ENUNCIADO
Identifica y copia cada una de las líneas siguientes que contenga la palabra "white", teniendo en cuenta las mayúsculas y minúsculas.

++++ DATOS PARA PROCESAR ++++

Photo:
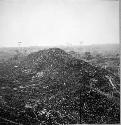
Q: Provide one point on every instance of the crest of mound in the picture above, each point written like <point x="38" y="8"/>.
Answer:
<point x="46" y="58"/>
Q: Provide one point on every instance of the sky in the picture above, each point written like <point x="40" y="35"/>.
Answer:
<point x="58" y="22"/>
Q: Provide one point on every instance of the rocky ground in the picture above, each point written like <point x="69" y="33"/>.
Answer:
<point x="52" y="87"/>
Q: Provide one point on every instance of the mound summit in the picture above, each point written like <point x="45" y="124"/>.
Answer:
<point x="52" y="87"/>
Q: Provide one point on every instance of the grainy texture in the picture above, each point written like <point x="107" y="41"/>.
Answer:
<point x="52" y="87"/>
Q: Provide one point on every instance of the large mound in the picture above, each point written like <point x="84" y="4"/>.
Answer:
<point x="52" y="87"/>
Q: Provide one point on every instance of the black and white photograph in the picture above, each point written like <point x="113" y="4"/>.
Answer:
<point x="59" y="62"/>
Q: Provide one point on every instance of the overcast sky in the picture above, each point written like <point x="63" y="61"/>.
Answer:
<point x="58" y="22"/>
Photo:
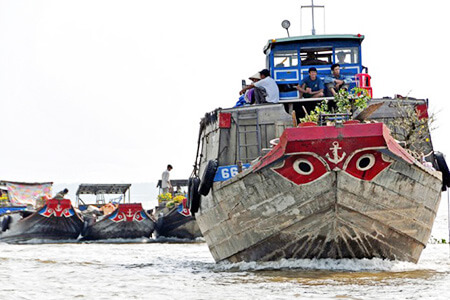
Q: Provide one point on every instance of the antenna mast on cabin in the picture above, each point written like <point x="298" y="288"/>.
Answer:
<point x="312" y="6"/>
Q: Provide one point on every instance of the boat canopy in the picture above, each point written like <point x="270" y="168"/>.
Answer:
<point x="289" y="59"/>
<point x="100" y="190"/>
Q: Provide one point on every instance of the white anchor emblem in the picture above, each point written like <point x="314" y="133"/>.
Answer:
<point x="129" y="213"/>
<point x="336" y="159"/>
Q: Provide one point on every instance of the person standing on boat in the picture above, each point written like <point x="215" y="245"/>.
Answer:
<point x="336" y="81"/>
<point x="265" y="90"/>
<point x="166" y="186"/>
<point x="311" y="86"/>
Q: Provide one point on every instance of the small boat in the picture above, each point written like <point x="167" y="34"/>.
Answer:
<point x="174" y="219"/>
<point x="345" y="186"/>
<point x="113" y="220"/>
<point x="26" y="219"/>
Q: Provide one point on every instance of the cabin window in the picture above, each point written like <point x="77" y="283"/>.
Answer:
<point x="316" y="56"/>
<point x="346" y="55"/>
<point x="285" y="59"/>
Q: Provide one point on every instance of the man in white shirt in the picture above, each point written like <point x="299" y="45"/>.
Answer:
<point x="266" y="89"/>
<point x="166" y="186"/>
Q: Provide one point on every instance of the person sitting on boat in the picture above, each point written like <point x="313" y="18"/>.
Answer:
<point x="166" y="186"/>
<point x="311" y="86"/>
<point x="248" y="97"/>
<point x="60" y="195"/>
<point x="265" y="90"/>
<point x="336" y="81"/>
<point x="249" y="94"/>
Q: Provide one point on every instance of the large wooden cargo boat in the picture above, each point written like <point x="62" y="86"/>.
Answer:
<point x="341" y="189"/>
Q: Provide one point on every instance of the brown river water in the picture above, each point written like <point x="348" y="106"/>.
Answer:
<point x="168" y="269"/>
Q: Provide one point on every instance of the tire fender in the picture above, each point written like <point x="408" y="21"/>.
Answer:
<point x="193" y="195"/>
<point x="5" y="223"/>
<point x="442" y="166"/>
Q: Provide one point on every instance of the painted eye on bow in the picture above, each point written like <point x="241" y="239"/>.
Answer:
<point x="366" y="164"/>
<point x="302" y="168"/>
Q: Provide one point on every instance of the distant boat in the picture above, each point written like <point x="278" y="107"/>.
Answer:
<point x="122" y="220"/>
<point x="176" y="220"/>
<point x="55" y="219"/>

++++
++++ DATOS PARA PROCESAR ++++

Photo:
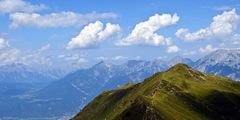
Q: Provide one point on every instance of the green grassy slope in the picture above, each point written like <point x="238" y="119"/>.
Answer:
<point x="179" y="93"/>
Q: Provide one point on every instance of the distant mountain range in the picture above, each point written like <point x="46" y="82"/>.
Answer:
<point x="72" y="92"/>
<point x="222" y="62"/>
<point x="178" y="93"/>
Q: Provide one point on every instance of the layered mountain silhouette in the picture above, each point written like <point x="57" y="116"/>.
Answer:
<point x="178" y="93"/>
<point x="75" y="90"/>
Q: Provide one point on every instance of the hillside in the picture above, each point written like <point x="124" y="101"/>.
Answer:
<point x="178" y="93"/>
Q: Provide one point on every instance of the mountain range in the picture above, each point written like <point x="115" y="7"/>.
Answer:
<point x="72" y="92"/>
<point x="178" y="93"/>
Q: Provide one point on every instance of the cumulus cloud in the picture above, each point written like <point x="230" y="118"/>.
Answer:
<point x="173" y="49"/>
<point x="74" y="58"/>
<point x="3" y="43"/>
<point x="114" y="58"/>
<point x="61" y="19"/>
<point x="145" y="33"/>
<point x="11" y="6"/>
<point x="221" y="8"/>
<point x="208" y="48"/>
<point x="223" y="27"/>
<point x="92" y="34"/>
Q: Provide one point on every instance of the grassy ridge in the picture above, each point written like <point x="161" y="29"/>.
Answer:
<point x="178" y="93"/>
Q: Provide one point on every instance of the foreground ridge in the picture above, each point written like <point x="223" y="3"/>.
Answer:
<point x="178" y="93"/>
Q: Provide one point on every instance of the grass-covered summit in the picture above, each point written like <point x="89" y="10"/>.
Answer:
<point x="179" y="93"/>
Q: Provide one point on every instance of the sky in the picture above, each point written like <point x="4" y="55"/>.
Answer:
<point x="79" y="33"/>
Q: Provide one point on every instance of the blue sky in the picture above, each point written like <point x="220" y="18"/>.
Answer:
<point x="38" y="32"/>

++++
++++ DATOS PARA PROCESAR ++++

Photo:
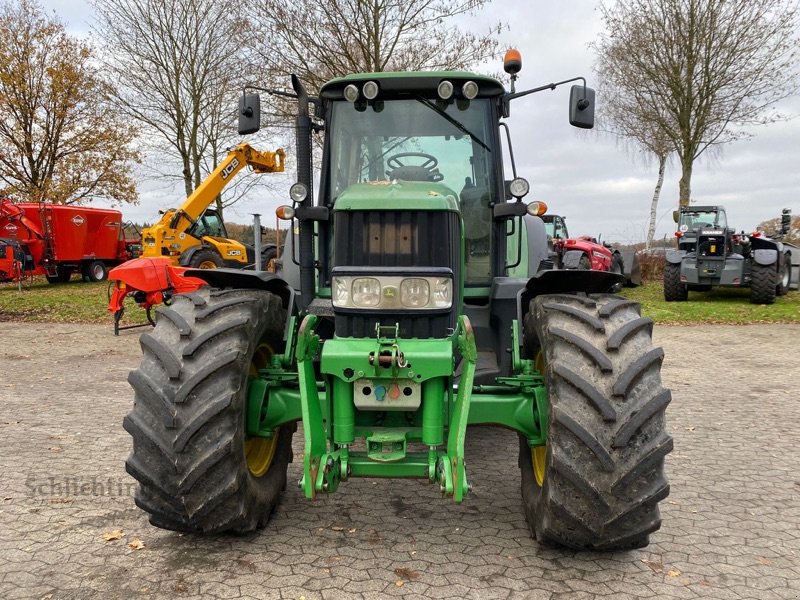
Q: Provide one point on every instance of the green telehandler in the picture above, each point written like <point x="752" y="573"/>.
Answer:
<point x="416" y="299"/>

++++

SOLUCIÓN
Q: Provide one point on every instance of the black and white photograph in the picture above, each point written like <point x="113" y="4"/>.
Q: Provide one point on every instance of the white anchor emblem in the picture above, each point written like <point x="314" y="133"/>.
Q: Provide one point on every instance of the man in white shirt in the picture above, each point written like <point x="299" y="45"/>.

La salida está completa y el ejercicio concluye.